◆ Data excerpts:
-- Opening Marker --
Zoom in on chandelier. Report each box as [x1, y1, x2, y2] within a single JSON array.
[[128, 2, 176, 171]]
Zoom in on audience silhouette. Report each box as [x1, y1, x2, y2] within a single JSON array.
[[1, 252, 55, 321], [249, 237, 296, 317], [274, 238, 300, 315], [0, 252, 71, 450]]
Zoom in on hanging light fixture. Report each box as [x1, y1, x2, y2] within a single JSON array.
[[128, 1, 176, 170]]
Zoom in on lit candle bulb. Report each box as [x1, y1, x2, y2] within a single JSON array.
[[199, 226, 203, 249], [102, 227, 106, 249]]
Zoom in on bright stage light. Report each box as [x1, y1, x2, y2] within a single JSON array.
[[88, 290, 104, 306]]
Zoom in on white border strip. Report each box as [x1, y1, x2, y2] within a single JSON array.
-- Closing Marker --
◆ PROBLEM REQUIREMENTS: Repeat precisely the lines of the data starting at the one containing "Zoom in on bright", last line included.

◆ RESPONSE TO THIS TASK:
Zoom in on bright stage light. Report each box as [x1, y1, x2, y2] within a single JSON array.
[[88, 290, 104, 306]]
Zoom in on white border strip. Report each box as [x1, y1, x2, y2] within a single JSON array.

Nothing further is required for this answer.